- [Set of tasks]:
1. Rewrite the part of the Urbain Some profile starting at "- Position: Midfielder" and ending at "Faso / 2 / (0)", with "Toronto Lynx" changed to "Lynx".
2. In the Urbain Some profile, in which years did he win league titles with Union Sportive des Forces Armées?
3. Continue the article on Urbain Some from its last sentence.

- [Excerpted text]:
*** Block opens ***
Personal information
- Date of birth: 20 February 1979 (age 47)
- Place of birth: Republic of Upper Volta
- Height: 1.78 m (5 ft 10 in)
- Position: Midfielder

Senior career*
- Years: Team / Apps / (Gls)
- 1997–2001: USFA Ouagadougou
- 2002–2003: Ottawa Wizards / 30 / (19)
- 2004: Ottawa St. Anthony Italia
- 2005: Toronto Lynx / 2 / (1)
- 2006: Ottawa St. Anthony Italia

International career
- 1998–2000: Burkina Faso / 2 / (0)

Managerial career
- 2007–2018: Université du Québec men
- 2008–2018: Université du Québec women

= Urbain Some =

Burkinabé footballer (born 1979)

Urbain Some (born 20 February 1979) is a Burkinabé former international football midfielder and head coach who played in the Burkinabé Premier League, Canadian Professional Soccer League, and the USL First Division. He is currently the president and co-founder of the Planet Soccer Academy.

==Playing career==
Some began his professional career in his native Burkina Faso in the Burkinabé Premier League with Union Sportive des Forces Armées, with the club he won league titles in 1998, and 2000. In 2002, he went abroad to play with the Ottawa Wizards in the Canadian Professional Soccer League. In his debut season with Ottawa he assisted in securing the league treble (CPSL Championship, CPSL Canada Cup, and the Eastern Conference title). The following season he returned to the Wizards and helped the club to an undefeated season, but the club withdrew from the postseason after a dispute with the CPSL board of directors. In 2004, he played with Ottawa St. Anthony Italia in the Ottawa-Carleton Soccer League, and featured in the 2004 Open Canada Cup.
*** Block closes ***
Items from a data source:
*** Block opens ***
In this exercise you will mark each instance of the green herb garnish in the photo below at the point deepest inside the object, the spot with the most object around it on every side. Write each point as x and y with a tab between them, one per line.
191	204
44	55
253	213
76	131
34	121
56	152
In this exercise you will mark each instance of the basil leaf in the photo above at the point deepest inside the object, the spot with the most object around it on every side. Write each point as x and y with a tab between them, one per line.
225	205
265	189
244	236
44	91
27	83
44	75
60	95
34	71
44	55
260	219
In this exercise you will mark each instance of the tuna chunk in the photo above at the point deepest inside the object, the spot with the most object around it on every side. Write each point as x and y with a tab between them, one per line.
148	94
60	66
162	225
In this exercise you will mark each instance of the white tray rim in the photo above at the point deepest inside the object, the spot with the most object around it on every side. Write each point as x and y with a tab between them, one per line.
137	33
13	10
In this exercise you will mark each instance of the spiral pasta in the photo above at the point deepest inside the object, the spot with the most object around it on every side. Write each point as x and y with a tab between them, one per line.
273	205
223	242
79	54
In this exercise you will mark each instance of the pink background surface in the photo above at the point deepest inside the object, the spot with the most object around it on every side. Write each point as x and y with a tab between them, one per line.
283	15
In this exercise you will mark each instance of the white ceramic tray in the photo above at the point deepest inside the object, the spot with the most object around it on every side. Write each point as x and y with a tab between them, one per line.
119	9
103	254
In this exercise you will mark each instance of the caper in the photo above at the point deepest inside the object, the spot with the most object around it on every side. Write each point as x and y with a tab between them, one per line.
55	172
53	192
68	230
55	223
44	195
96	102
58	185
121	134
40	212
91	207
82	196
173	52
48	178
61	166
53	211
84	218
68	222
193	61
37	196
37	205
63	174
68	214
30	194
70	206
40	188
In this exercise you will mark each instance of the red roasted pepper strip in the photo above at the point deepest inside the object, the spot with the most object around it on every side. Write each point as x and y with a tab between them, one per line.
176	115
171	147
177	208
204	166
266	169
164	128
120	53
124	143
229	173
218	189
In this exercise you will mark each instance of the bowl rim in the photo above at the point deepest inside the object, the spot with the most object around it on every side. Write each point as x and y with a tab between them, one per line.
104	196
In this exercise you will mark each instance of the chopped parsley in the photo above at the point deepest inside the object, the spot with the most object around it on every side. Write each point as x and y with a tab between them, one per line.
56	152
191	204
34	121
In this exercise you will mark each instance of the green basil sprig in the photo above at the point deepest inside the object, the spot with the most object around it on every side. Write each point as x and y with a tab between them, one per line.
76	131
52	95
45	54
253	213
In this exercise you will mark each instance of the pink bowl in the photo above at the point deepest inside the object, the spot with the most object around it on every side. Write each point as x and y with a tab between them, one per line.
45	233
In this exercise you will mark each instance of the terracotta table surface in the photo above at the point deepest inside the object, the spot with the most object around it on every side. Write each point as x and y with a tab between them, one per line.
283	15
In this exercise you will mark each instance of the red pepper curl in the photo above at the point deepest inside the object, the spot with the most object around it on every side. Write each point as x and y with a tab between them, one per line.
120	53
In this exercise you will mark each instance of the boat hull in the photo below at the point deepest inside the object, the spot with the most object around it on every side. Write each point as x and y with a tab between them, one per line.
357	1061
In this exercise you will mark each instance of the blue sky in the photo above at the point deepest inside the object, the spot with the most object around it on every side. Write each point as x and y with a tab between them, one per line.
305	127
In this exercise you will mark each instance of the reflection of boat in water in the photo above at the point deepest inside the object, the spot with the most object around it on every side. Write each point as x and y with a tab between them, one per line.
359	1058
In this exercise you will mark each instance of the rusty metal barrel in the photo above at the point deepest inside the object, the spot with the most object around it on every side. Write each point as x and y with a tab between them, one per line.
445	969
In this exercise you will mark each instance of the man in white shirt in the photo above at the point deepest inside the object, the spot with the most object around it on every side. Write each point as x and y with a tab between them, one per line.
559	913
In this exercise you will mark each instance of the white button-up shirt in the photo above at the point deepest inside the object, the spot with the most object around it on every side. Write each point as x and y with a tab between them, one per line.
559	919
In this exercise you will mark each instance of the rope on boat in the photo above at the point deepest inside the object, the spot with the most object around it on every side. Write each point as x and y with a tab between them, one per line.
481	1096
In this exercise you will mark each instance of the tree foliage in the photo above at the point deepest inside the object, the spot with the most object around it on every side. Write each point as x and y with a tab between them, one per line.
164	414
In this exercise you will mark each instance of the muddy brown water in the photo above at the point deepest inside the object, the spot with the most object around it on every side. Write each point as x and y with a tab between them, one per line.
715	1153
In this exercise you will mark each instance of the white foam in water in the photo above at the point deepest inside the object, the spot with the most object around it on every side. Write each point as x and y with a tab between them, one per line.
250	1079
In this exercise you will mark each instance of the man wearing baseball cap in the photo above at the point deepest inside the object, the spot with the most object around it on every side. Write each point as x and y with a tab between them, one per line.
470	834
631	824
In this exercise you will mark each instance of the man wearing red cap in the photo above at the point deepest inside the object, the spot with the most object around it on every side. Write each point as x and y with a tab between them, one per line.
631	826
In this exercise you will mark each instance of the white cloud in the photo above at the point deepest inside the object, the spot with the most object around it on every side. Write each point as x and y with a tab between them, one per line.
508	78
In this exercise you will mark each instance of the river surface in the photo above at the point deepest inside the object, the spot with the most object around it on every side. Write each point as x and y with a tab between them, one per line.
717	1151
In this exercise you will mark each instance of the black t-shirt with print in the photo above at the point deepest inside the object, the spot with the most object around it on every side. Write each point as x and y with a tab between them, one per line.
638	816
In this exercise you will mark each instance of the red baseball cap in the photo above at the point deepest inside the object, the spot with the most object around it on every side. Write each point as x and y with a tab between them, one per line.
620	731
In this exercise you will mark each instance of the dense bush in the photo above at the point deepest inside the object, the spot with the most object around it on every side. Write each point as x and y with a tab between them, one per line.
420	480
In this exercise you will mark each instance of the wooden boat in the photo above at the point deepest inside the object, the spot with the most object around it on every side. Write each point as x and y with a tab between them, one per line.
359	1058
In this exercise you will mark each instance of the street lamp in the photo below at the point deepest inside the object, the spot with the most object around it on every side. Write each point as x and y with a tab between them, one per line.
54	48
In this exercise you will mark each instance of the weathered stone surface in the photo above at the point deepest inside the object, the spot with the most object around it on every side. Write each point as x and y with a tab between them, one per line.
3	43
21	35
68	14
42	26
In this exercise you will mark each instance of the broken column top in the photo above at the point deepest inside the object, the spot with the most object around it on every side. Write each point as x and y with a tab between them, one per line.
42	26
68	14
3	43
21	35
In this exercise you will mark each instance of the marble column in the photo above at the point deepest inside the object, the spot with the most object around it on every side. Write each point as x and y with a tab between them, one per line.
*** Block closes ***
- [Solved problems]:
1.
- Position: Midfielder

Senior career*
- Years: Team / Apps / (Gls)
- 1997–2001: USFA Ouagadougou
- 2002–2003: Ottawa Wizards / 30 / (19)
- 2004: Ottawa St. Anthony Italia
- 2005: Lynx / 2 / (1)
- 2006: Ottawa St. Anthony Italia

International career
- 1998–2000: Burkina Faso / 2 / (0)

2. 1998 and 2000

3.
In 2005, he was signed by the Toronto Lynx of the USL First Division by his former Wizards head coach Hubert Busby, Jr., who signed him due to a shortage of players from injuries and suspensions. He made his debut for the club in the home opener against the Montreal Impact. He scored his first goal for the club on 31 May 2005 in a match against the Rochester Rhinos in 5–3 defeat. In 2006, he returned to Ottawa St. Anthony Italia, and was named the team captain. Throughout the season he contributed in securing the Ontario Cup, and the Canadian National Challenge Cup. He managed to win his second Open Canada Cup by defeating his former club the Toronto Lynx in a 2–0 victory over the professional club.

==International career==
Some played for the Burkina Faso national team in 1998, where he made his international debut in a match against Guinea in a World Cup qualifier match.

== Managerial career ==
In 2007, he was named the head coach for the Université du Québec en Outaouais men's team, and in 2008 he served as the women's head coach for the university. He also formed the Planet Soccer Academy with Marc-Cyrille Kamdem in 2012.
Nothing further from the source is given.